Estrai dai record che seguono tutte le righe in cui compare la parola "basketball". La distinzione tra maiuscole e minuscole conta.

**Elenco dei dati**

>>>

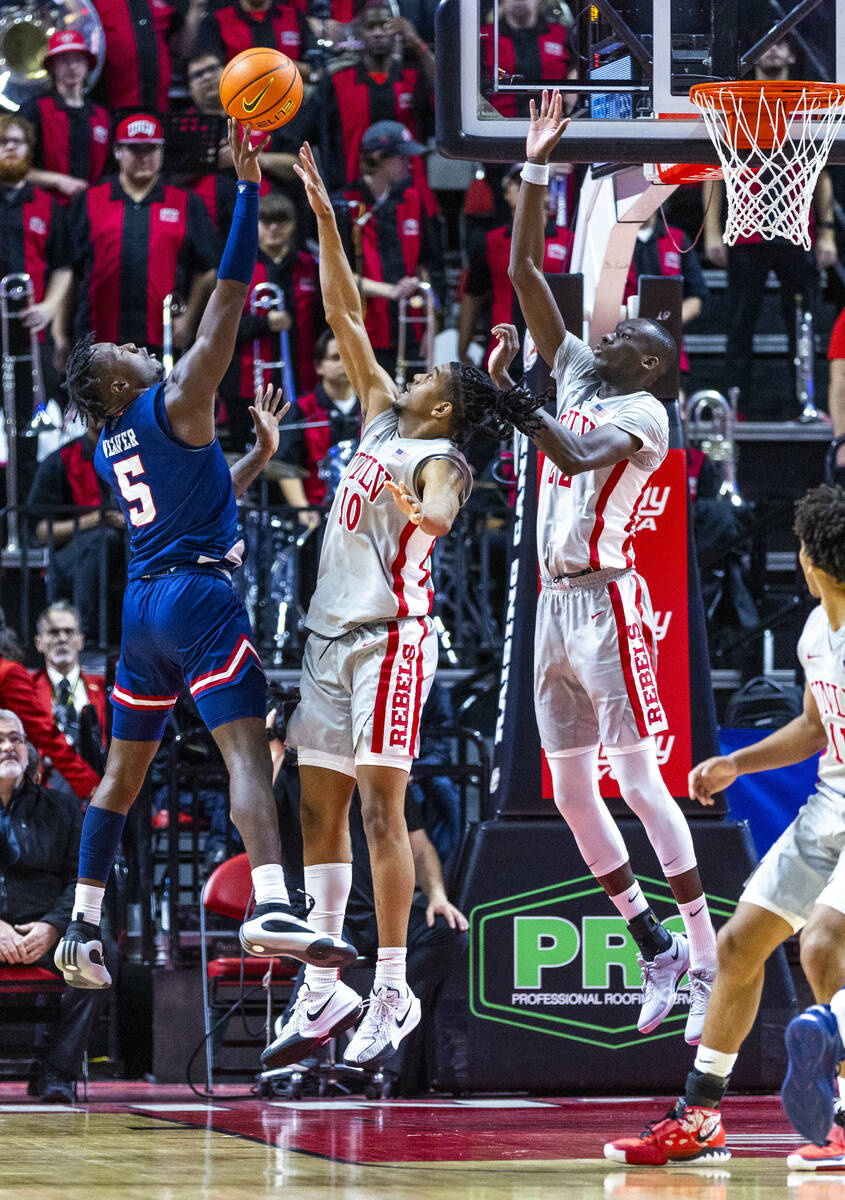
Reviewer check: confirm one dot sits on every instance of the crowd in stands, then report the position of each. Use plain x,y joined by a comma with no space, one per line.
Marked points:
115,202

<<<
>>>

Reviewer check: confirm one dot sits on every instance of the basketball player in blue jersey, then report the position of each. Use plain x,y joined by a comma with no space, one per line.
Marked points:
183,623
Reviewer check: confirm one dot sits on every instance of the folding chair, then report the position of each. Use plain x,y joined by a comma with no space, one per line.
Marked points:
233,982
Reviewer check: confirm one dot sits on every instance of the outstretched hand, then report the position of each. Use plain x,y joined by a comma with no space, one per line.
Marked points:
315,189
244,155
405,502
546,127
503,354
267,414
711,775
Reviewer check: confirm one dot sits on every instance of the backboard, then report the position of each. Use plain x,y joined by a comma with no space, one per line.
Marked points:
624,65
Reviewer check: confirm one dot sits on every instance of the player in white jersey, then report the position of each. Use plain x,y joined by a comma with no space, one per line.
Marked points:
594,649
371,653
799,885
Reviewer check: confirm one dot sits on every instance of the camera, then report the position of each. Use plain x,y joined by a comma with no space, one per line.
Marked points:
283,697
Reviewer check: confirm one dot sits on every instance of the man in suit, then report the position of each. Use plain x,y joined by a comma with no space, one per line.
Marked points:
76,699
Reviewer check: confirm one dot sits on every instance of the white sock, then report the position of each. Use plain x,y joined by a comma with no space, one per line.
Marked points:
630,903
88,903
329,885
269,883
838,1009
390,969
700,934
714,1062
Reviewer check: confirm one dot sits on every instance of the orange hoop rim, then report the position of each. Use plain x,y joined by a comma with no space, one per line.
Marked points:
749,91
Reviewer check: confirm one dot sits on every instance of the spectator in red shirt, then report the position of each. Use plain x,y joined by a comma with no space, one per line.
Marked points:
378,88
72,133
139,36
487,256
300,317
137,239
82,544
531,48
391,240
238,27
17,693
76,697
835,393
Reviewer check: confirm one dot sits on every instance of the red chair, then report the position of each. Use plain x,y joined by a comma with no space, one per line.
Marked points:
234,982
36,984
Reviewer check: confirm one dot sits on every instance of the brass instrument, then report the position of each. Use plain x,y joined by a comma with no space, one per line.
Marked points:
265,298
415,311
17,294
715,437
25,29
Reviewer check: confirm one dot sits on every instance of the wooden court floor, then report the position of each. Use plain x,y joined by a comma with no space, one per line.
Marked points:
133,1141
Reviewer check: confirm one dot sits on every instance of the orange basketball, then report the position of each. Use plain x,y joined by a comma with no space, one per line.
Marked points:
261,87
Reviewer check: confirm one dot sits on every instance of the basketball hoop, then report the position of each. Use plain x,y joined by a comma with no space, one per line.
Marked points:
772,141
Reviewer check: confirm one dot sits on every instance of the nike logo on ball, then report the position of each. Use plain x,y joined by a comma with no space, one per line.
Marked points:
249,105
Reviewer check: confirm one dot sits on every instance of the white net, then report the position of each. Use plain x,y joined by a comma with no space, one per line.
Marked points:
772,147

<<<
>>>

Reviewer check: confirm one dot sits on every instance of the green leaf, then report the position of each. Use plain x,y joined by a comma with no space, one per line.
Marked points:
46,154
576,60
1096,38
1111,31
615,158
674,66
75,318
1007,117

<<<

**Risposta all'esercizio**
Reviewer check: confirm one dot sits on every instance of the basketball player in blue jersey, then report the position of each. Use plain x,y joined by a comma with no space, one per line.
Reviewer check: confirm one dot sits on every instance of the orange basketball, then report the position of each. Use plain x,y joined by a comma with no space, one per line.
Reviewer check: confirm one dot sits on every instance of the basketball hoop, then report the position of each. Use plain x,y joined by a comma with no space, one per line.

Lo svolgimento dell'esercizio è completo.